→ **Task requirements**:
Each entry must be given again exactly; images do not belong in the copy.

-------- Entries supplied --------

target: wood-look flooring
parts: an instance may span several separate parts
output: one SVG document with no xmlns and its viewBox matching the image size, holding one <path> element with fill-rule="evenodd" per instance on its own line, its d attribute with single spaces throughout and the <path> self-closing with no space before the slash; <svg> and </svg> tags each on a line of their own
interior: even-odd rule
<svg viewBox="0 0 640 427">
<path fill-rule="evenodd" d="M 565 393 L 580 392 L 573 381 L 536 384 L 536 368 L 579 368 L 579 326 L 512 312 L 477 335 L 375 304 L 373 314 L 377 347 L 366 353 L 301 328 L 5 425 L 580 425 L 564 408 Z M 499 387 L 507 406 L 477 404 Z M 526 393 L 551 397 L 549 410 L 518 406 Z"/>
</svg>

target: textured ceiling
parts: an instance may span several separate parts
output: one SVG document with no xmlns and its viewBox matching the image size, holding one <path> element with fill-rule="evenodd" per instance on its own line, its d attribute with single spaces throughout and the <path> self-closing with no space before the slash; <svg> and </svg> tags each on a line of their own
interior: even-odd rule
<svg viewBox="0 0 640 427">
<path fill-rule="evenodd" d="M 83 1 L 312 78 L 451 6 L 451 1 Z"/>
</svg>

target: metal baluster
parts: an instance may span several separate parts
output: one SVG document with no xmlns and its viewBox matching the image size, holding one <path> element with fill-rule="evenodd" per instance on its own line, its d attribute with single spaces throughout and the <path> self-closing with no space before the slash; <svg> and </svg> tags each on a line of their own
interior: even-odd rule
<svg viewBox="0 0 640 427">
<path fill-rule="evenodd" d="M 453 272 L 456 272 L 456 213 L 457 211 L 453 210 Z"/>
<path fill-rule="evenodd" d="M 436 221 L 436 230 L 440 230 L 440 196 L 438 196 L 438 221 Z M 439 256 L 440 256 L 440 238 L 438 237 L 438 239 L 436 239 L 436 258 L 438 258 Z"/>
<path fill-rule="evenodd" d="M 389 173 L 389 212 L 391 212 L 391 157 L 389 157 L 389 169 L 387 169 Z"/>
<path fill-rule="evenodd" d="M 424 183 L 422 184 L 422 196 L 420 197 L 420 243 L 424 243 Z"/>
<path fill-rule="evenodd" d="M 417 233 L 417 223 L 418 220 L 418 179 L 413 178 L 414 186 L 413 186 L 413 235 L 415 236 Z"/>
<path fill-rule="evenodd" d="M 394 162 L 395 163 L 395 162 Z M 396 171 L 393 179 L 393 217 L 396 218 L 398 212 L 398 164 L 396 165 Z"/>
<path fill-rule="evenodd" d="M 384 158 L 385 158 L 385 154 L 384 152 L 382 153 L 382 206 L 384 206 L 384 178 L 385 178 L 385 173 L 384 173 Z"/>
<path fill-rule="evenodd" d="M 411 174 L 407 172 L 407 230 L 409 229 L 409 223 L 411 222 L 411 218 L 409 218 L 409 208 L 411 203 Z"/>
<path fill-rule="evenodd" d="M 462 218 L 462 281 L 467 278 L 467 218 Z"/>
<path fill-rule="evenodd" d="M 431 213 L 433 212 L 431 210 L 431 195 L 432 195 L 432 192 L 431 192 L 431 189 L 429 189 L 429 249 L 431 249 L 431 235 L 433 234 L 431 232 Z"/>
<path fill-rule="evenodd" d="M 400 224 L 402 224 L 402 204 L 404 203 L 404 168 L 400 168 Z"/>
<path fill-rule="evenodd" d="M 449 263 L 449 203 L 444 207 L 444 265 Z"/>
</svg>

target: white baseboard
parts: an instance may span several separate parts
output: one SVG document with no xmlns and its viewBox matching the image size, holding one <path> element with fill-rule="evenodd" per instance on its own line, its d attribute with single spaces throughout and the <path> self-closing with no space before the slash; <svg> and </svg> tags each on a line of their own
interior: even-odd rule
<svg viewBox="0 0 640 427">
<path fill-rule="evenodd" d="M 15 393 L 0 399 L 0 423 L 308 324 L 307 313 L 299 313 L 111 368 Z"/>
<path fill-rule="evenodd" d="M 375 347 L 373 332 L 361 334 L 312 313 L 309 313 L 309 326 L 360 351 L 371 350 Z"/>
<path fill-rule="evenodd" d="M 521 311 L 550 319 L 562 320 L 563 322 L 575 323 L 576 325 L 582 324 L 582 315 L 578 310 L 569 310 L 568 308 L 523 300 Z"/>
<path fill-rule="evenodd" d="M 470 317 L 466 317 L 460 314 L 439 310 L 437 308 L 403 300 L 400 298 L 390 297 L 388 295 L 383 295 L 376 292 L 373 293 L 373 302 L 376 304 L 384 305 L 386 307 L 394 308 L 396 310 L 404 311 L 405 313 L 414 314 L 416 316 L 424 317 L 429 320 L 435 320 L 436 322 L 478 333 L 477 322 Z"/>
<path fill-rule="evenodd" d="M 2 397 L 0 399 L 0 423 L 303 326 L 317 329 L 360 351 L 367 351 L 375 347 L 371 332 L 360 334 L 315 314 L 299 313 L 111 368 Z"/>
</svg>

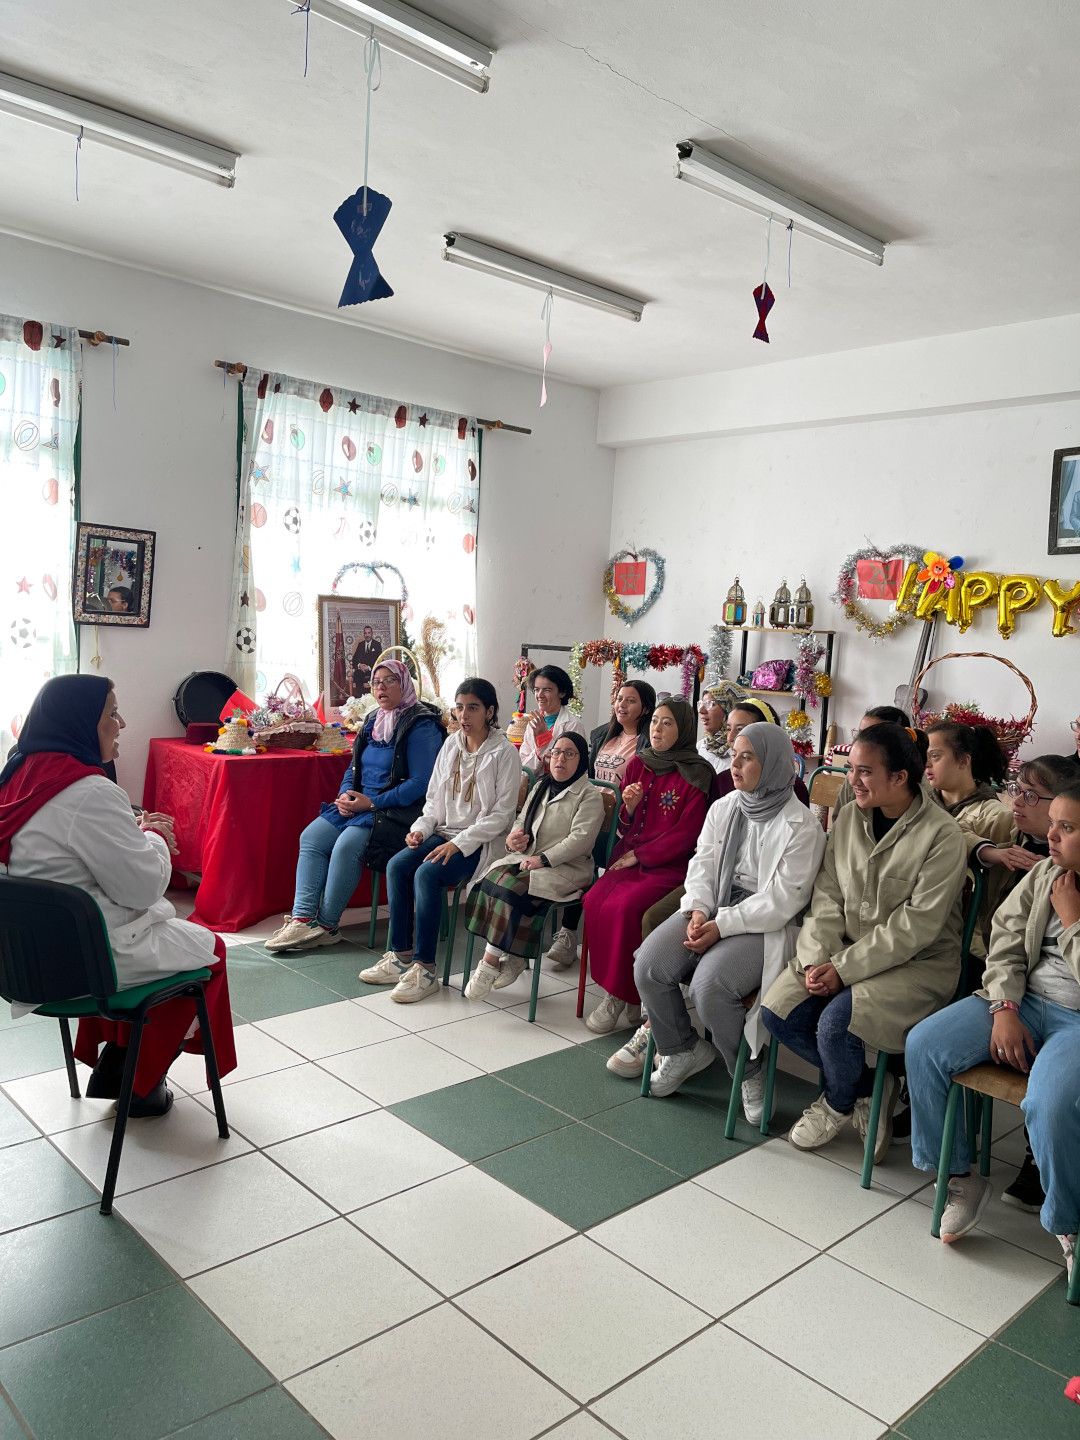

--------

→ **Answer below**:
target: wood-look flooring
parts: an instance may span several separate parts
output: one SVG document with no xmlns and its viewBox matching the image size, holding one <path> element with fill-rule="evenodd" per instance on its own line, its d attribute with single spaces throughout and the <path> self-closing with no space before the slash; <svg> and </svg> tags each on a line of their own
interior: even-odd rule
<svg viewBox="0 0 640 427">
<path fill-rule="evenodd" d="M 565 393 L 580 392 L 573 381 L 536 384 L 536 368 L 579 368 L 579 326 L 512 312 L 477 335 L 375 304 L 373 314 L 377 347 L 366 353 L 301 328 L 5 425 L 580 425 L 564 408 Z M 499 387 L 507 406 L 477 404 Z M 526 393 L 551 397 L 549 410 L 518 406 Z"/>
</svg>

target: textured ceiling
parts: an instance may span several separate parts
output: one SVG document with no xmlns and its viewBox matching the image size, holding one <path> element with fill-rule="evenodd" per instance on its own line, its d attribute with single spaces throughout and the <path> self-closing with no space before the slash; <svg> and </svg> tags each on a line of their own
interior: even-odd rule
<svg viewBox="0 0 640 427">
<path fill-rule="evenodd" d="M 83 1 L 312 78 L 451 6 L 451 1 Z"/>
</svg>

target: metal baluster
parts: an instance may span several separate parts
output: one SVG document with no xmlns and its viewBox matching the image size, holding one <path> element with fill-rule="evenodd" per instance on its own line, its d attribute with single spaces throughout and the <path> self-closing with no space before the slash; <svg> and </svg> tags each on a line of their own
interior: even-odd rule
<svg viewBox="0 0 640 427">
<path fill-rule="evenodd" d="M 453 272 L 456 272 L 456 213 L 457 211 L 453 210 Z"/>
<path fill-rule="evenodd" d="M 436 221 L 436 230 L 440 230 L 440 196 L 438 196 L 438 221 Z M 439 256 L 440 256 L 440 238 L 438 237 L 438 239 L 436 239 L 436 258 L 438 258 Z"/>
<path fill-rule="evenodd" d="M 389 173 L 389 212 L 391 212 L 391 157 L 389 157 L 389 169 L 387 169 Z"/>
<path fill-rule="evenodd" d="M 424 183 L 422 184 L 422 196 L 420 197 L 420 243 L 424 243 Z"/>
<path fill-rule="evenodd" d="M 417 233 L 417 223 L 418 220 L 418 179 L 413 178 L 414 186 L 413 186 L 413 235 L 415 236 Z"/>
<path fill-rule="evenodd" d="M 394 162 L 395 163 L 395 162 Z M 396 171 L 393 179 L 393 217 L 396 218 L 398 212 L 398 164 L 396 165 Z"/>
<path fill-rule="evenodd" d="M 384 158 L 385 158 L 385 154 L 384 152 L 382 153 L 382 206 L 384 206 L 384 178 L 385 178 L 385 173 L 384 173 Z"/>
<path fill-rule="evenodd" d="M 411 174 L 407 172 L 407 230 L 409 229 L 409 223 L 411 222 L 411 218 L 409 218 L 409 208 L 411 203 Z"/>
<path fill-rule="evenodd" d="M 462 218 L 462 281 L 467 278 L 467 218 Z"/>
<path fill-rule="evenodd" d="M 431 213 L 433 212 L 431 210 L 431 195 L 432 195 L 432 192 L 431 192 L 431 189 L 429 189 L 429 249 L 431 249 L 431 235 L 433 234 L 431 232 Z"/>
<path fill-rule="evenodd" d="M 400 224 L 402 224 L 402 204 L 404 203 L 404 168 L 400 168 Z"/>
<path fill-rule="evenodd" d="M 449 263 L 449 203 L 444 207 L 444 265 Z"/>
</svg>

target: white baseboard
parts: an instance may span several separate parts
output: one SVG document with no xmlns and its viewBox matching the image size, holding one <path> element with fill-rule="evenodd" per instance on its own line, its d attribute with single spaces throughout and the <path> self-closing with no space before the slash; <svg> and </svg> tags each on a line of their own
interior: even-odd rule
<svg viewBox="0 0 640 427">
<path fill-rule="evenodd" d="M 15 393 L 0 399 L 0 423 L 308 324 L 307 313 L 299 313 L 111 368 Z"/>
<path fill-rule="evenodd" d="M 375 347 L 373 332 L 361 334 L 312 313 L 309 313 L 309 326 L 360 351 L 371 350 Z"/>
<path fill-rule="evenodd" d="M 521 311 L 550 319 L 562 320 L 563 322 L 575 323 L 576 325 L 582 324 L 582 315 L 578 310 L 569 310 L 568 308 L 523 300 Z"/>
<path fill-rule="evenodd" d="M 470 317 L 466 317 L 460 314 L 439 310 L 437 308 L 403 300 L 400 298 L 390 297 L 388 295 L 383 295 L 376 292 L 373 293 L 373 302 L 376 304 L 384 305 L 386 307 L 394 308 L 396 310 L 404 311 L 405 313 L 414 314 L 416 316 L 424 317 L 429 320 L 435 320 L 436 322 L 478 333 L 477 322 Z"/>
<path fill-rule="evenodd" d="M 2 397 L 0 399 L 0 423 L 303 326 L 317 329 L 360 351 L 367 351 L 375 347 L 371 332 L 360 334 L 315 314 L 299 313 L 111 368 Z"/>
</svg>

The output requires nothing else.